▶ [STORED DATA]:
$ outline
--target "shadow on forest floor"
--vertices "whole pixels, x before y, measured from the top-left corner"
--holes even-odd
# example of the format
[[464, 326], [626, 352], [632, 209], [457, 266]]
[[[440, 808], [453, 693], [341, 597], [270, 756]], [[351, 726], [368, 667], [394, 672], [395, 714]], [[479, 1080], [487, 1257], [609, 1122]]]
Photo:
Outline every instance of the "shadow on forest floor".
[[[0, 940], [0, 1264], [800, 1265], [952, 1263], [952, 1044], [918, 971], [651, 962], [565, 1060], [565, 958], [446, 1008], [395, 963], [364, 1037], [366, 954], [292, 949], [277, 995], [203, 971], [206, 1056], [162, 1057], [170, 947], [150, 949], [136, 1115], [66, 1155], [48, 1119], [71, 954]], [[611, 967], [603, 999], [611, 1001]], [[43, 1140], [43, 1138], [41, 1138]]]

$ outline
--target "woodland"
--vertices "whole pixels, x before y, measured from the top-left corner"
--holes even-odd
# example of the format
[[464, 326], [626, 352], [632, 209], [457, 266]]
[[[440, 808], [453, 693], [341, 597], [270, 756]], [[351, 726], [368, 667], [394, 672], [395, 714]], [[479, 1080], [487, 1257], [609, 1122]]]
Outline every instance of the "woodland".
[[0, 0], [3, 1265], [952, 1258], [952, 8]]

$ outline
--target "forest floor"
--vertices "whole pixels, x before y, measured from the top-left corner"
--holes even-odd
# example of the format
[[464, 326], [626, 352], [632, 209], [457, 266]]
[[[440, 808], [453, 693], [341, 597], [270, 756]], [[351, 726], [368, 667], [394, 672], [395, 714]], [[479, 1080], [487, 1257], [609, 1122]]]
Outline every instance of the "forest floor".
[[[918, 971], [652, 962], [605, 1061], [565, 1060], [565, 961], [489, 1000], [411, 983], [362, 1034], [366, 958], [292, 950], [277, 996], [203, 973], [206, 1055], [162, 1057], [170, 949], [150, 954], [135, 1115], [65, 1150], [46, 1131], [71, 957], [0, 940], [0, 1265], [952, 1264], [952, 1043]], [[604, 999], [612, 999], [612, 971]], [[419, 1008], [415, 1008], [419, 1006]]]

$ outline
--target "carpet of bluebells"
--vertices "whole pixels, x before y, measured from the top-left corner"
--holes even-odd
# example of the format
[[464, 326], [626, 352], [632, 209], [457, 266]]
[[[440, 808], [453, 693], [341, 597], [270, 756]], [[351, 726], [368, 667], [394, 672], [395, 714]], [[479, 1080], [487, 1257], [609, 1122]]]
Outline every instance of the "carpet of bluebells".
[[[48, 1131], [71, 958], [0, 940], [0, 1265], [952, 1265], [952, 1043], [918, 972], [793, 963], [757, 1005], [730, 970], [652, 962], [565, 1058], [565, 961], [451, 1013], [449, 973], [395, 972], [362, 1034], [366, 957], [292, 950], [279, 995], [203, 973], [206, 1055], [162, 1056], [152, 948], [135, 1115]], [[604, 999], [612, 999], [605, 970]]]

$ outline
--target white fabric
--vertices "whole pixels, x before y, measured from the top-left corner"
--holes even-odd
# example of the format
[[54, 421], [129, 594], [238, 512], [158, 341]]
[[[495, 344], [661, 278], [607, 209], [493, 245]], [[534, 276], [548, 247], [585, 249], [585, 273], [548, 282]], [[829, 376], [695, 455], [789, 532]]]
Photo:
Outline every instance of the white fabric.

▶ [TASK TO COMPLETE]: Pick out each line in the records above that has the word "every" in it, and copy those lines.

▶ [COMPLETE RESPONSE]:
Outline every instance of the "shadow on forest floor".
Outline every instance of the "woodland".
Outline every instance of the "forest floor".
Outline every instance of the "carpet of bluebells".
Outline every instance of the white fabric.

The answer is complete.